* _Dataset entries_
------------------------------------------------------------------------

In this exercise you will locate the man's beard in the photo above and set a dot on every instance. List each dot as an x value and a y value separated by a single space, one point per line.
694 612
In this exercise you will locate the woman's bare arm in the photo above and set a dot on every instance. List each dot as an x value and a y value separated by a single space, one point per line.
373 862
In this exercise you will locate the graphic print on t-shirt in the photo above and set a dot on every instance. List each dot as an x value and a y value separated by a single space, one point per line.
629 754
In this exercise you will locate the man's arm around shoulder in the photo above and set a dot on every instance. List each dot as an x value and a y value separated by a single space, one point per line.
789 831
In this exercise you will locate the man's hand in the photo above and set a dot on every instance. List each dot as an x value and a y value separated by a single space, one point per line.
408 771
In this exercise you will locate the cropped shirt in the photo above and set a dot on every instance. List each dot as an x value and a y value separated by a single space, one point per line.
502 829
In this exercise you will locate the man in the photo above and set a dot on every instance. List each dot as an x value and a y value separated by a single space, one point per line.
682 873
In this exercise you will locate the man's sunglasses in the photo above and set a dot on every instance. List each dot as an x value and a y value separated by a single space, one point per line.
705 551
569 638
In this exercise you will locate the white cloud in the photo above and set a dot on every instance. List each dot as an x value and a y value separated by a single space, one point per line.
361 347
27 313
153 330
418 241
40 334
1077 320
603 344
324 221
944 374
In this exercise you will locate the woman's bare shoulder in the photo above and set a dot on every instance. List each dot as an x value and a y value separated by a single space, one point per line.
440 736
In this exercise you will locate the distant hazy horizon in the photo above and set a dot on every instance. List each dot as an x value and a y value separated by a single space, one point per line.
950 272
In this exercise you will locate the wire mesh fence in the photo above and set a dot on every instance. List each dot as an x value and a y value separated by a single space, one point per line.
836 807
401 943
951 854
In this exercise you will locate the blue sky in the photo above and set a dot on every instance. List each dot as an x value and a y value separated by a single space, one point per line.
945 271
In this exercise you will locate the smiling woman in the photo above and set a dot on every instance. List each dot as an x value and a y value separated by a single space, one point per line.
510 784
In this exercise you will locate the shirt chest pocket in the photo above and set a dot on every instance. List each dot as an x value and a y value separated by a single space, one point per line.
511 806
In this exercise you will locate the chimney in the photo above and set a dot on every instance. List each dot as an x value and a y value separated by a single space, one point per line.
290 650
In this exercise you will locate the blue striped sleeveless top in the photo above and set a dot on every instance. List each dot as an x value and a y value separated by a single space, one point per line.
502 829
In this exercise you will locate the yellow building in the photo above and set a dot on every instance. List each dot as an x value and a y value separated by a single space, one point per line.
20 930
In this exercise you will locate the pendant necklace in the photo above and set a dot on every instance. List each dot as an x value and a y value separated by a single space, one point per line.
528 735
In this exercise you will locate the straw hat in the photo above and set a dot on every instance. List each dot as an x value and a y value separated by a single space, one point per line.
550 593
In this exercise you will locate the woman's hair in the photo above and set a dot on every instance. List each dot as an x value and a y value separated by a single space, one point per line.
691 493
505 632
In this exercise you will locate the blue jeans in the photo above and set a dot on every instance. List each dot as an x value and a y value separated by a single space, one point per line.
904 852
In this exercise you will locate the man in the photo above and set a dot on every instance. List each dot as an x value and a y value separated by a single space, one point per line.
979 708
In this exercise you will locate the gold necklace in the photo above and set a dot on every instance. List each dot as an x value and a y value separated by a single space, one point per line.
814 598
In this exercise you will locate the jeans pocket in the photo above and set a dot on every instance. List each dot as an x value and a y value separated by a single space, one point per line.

------------------------------------------------------------------------

* _Work instruction_
Set down every record above exactly as given.

* _Your solution_
In this exercise you will locate the man's beard in the photo above and set a dot on every instance. List each dot as an x value and a y value separated by a single space, one point per line.
694 612
In this exercise you will locate the woman's bare arm in the photo above and set a dot on every instance. List each dot as an x value and a y value separated by a single space, one point per line.
373 862
In this exercise you will locate the graphic print on t-shirt in the photo above and set a dot on every instance. List each dot as an x value and a y value separated by a single space, one point per line.
629 754
In this exercise you will locate the man's arm around shoulder in the photo above and set a dot on every instance. List each dot as an x value and a y value separated by a single space, one point per line.
789 831
In this exercise you will locate the man's hand in the photo above and set a dot on every instance. List each dot as an x value and a y value separated by a single space, one point per line.
408 771
In this exercise you will locate the cropped shirt in the photo above and set a dot on every instance. List each dot as an x value and a y value separated by a single space, one point per line.
502 829
In this exercise you will locate the man in the photo above and set a dot on every instance. List each dot as an x value and a y value separated by a single space, one point per line.
682 873
In this exercise you will locate the man's sunglasses in the photo above and set a dot on every instance. List each dot as an x value and a y value separated by a single space, one point per line.
705 551
569 638
In this exercise you will locate the white cloud in the photo above and set a dot on every instance. List each dot as an x value and a y value separated by a single space, one point per line.
361 347
27 313
153 330
418 241
40 334
1077 320
603 344
324 221
944 374
In this exercise you will locate the woman's bare shoulder in the photo above and set a dot on every instance. List each dot as an x value and a y value separated by a single space, one point per line.
440 736
In this exercise you will locate the distant hazy horizon in the photo above and set a dot on every instance. List each dot as an x value and a y value separated by a single space, one point per line.
950 272
In this exercise you will locate the wire mesh fence in the photo above and set a dot on every instance. List each dot as an x value and a y value separated by a single space, one point per line.
836 807
401 943
951 854
In this exercise you will locate the blue sky in the photo above and set a dot on every instance. List each dot as an x value and a y value separated by a single space, one point per line.
945 271
In this exercise you will locate the smiling woman in the photo above and set a dot on every instance. List each dot as an x value and a y value separated by a single space, one point per line.
510 784
In this exercise you will locate the shirt chest pocket in the photo above and set a dot on every instance. List each dot as an x value and a y value separated by a single space, one point per line.
511 806
In this exercise you will locate the chimney in the photo above and set a dot on every instance. List each dot as an x value and a y value separated by a single space, one point per line.
290 650
In this exercise you will locate the blue striped sleeveless top in the photo above and set a dot on every instance. List each dot as an x value and a y value separated by a single space, one point per line.
502 829
In this exercise you will locate the yellow building in the photo above and set a dot on every instance. List each dot as an x value and a y value separated by a single space, one point per line.
20 930
In this exercise you will locate the pendant necklace in the photo above and set a dot on every instance. List each dot as an x value and a y value separated by a single space, one point per line.
528 735
In this exercise you will locate the straw hat in the photo above and set a dot on every instance. List each dot as an x value and a y value separated by a single space, one point per line.
550 593
In this exercise you will locate the woman's hair in the photo above and set a dot on every instance. List each dot as an x value and a y value separated by a single space, one point per line.
691 493
505 632
In this exercise you will locate the blue jeans in the photo above and set a dot on every instance. List each dot as an x value and a y value separated by a single space, one point per line.
904 852
In this exercise you will locate the man in the photo above and set a dot on every instance. List each dot as an x value and a y value separated by a single space, one point per line.
979 708
In this exercise you will locate the gold necklace in the photo above and set a dot on every instance. List each dot as an x value and a y value separated by a single space, one point per line.
814 598
In this exercise you will locate the jeans pocket in the photo above and set a dot on every instance. List each dot as an x value and a y value separated by a single space, one point per line.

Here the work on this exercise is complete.